AIM OF THE EXERCISE:
Answer these from the obituary of David A. Woodward:
(a) In what town was Woodward born?
(b) In what year was the first volume of "The History of Cartography" published?
(c) In what year did J. Brian Harley die?

DOCUMENT SECTION:
'''
September 06, 2004|From a Times Staff Writer

David A. Woodward, a noted maps historian and professor of geography at the University of Wisconsin-Madison, has died. He was 61.

Woodward died Aug. 25 from cancer of the bile duct and diabetes.

Woodward was born Aug. 29, 1942, in Royal Leamington Spa, England, and earned degrees from the University of Wales Swansea and the University of Wisconsin.

He initially worked at the Hermon Dunlap Smith Center for the History of Cartography at the Newberry Library in Chicago, but later returned to the University of Wisconsin as a geography professor.

With his friend, J. Brian Harley, a renowned map expert, Woodward conceived the idea of editing a comprehensive six-volume reference work on the history of mapmaking. Their focus was on how maps were used as cultural tools and how and why they were produced.

The first volume of "The History of Cartography" on Europe and the Mediterranean was published in 1987.

A subsequent volume, issued in three parts, followed. It focused on traditional Islamic and South Asian societies, traditional East and Southeast Asian societies, and traditional African, American, Arctic, Australian and Pacific societies. A third volume, covering the European Renaissance, is scheduled for publication in 2005.

Subsequent volumes are being edited by a team of scholars that Woodward cultivated. Harley died in 1991.

Woodward is survived by his wife and two children.
'''
DATA RECORDS:
'''
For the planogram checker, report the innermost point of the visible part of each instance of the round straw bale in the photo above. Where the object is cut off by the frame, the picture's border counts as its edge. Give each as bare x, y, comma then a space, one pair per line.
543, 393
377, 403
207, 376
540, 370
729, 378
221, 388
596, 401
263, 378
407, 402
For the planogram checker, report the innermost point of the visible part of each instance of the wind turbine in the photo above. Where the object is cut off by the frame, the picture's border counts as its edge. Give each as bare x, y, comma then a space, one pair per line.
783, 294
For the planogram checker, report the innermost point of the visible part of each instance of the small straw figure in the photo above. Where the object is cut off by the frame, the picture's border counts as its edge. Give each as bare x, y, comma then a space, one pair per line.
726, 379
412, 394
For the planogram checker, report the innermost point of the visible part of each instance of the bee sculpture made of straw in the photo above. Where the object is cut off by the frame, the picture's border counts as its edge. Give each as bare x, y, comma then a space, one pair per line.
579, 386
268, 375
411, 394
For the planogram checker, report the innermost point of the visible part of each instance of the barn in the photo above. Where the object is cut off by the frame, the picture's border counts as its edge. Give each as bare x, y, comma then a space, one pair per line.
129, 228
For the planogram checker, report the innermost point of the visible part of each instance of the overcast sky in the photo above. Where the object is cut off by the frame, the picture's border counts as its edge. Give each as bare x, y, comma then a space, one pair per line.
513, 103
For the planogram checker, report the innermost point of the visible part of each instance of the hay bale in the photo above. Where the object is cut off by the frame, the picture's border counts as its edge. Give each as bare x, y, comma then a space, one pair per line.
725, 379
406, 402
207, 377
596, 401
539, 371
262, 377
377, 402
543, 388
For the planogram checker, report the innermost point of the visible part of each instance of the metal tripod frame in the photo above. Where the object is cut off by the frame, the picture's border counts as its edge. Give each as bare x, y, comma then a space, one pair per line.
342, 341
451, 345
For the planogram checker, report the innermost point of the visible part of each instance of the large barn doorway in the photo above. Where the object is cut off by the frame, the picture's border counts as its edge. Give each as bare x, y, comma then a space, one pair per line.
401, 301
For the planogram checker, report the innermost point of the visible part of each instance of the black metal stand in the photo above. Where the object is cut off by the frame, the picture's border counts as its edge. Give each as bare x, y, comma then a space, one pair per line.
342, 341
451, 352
'''
COMPLETED EXERCISE:
(a) Royal Leamington Spa, England
(b) 1987
(c) 1991